◆ EXERCISE INSTRUCTIONS
Find every line in the listing below that contains the string "fence", matching case exactly, and copy each of those lines.
##### PROVIDED ENTRIES #####
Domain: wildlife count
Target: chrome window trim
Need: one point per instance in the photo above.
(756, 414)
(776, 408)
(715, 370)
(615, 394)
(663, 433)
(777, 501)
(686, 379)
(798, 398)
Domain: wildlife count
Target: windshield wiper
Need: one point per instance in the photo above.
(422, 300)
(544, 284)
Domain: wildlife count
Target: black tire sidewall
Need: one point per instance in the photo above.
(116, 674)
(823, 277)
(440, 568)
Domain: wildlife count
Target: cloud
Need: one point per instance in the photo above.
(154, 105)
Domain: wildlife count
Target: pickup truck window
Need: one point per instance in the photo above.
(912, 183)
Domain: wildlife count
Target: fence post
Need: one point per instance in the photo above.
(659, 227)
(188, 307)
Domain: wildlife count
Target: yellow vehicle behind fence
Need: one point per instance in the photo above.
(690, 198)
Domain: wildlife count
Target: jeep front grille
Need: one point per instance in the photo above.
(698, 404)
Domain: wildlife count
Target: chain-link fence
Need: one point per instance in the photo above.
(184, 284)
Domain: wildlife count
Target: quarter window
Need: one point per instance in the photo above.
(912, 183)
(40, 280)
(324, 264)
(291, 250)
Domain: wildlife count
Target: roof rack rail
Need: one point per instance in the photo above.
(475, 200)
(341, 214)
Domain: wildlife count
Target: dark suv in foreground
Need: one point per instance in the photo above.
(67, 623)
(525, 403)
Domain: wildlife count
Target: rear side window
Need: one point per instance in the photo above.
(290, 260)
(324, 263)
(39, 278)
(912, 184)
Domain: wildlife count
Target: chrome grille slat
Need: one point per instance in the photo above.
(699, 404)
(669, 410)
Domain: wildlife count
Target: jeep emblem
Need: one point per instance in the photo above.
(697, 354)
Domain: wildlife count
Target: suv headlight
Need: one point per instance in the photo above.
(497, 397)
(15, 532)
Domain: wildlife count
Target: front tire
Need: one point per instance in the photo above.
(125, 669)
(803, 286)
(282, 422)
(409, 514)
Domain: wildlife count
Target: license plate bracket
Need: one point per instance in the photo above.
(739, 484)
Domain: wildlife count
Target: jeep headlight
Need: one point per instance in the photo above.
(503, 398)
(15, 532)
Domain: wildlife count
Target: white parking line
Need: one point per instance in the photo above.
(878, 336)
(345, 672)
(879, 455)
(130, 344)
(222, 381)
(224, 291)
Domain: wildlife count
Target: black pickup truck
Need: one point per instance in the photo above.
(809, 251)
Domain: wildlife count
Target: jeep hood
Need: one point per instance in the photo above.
#####
◆ TASK RESULT
Target: fence post
Target: yellow vehicle behind fence
Target: chain-link fence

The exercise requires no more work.